## Given exercise:
Reproduce all of the data below line for line, without changing anything.

## start Material for this task

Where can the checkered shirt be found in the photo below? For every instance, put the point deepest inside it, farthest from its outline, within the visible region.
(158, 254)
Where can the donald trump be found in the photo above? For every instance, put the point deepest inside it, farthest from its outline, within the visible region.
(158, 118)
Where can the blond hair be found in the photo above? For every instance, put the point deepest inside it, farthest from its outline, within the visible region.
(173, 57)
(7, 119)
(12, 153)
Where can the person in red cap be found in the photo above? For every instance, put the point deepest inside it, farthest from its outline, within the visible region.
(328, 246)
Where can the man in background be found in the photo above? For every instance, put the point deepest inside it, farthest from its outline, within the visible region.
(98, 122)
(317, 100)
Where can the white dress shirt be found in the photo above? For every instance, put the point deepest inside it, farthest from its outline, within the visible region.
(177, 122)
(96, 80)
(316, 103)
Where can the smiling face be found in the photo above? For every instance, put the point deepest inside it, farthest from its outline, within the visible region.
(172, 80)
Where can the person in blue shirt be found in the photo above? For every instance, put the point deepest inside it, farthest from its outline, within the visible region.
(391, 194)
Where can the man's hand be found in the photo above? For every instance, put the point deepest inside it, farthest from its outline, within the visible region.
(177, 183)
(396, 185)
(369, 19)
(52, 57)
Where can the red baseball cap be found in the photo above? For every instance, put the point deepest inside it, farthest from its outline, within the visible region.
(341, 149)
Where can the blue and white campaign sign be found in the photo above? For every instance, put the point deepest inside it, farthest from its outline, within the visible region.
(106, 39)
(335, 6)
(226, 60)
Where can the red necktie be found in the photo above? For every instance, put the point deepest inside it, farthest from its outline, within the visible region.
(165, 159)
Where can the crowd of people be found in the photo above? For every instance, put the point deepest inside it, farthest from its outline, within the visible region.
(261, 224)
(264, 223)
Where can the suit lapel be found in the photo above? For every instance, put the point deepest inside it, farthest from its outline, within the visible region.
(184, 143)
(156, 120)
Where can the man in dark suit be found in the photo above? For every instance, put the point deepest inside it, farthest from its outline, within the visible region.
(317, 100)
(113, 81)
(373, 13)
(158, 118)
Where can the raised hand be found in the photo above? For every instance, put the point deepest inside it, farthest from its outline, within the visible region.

## end Material for this task

## Exercise answer:
Where can the checkered shirt be found in the photo below? For every instance, put the point deepest inside it, farthest from its outline, within the visible region.
(158, 254)
Where can the donald trump be found in the photo above? For every instance, put the point deepest inside it, farthest from its outline, within the visible region.
(158, 118)
Where can the blond hair be found in the photo above? For every instance, put the point deepest inside it, farthest from its outline, within the visible region.
(173, 57)
(7, 119)
(12, 153)
Where can the person in red cap be found in the photo above? For every instance, put the point deepest inside it, farthest from its outline, within the visible region.
(328, 246)
Where can the man in background be found in the photo above? For every instance, put the point deepest inside it, farthest from its outline, within the visible region.
(98, 122)
(317, 100)
Where can the white dress shirt be found in the photo above? For every instance, put the point deepest inside it, farthest from its outline, within the visible region.
(177, 122)
(96, 80)
(316, 103)
Where can the smiling face be found in the photo above? For every instance, put the point deepest inside it, farthest from its outline, within the visible region.
(172, 80)
Where can the person in blue shirt be found in the photo above? For every instance, put the point deepest inside it, farthest from its outline, within the visible region.
(391, 194)
Where can the man's hand be found in the photo above? For every instance, put the point deepest inside it, farthest from its outline, within the visible region.
(177, 183)
(396, 185)
(369, 19)
(52, 57)
Where can the red baseball cap be found in the photo above? For every instance, put the point deepest inside it, farthest from its outline, within the visible region.
(341, 149)
Where can the blue and white campaign sign be found in the photo above? For every instance, put the point deepest inside it, farthest from its outline, within the visible region.
(106, 39)
(335, 6)
(226, 60)
Where can the red necktie be found in the photo above? For every instance, put the point deepest inside it, farthest from its outline, within the visible region.
(165, 159)
Where can the crowd of people be found in the photo above? For every instance, put the point deepest inside it, farthest from its outline, within the visible region.
(261, 224)
(264, 223)
Where can the suit lapel be found in the photo above? For every instance, put the point deepest inside it, farthest from its outline, within the visible region.
(184, 143)
(156, 120)
Where can the man in dark suit be found in the photo above? For every instance, put the point deepest inside it, farthest from its outline, within the visible region.
(317, 100)
(113, 81)
(373, 13)
(158, 118)
Where can the raised hand be found in the photo above? For every instance, put the point deepest inside it, farthest from its outline, within the visible region.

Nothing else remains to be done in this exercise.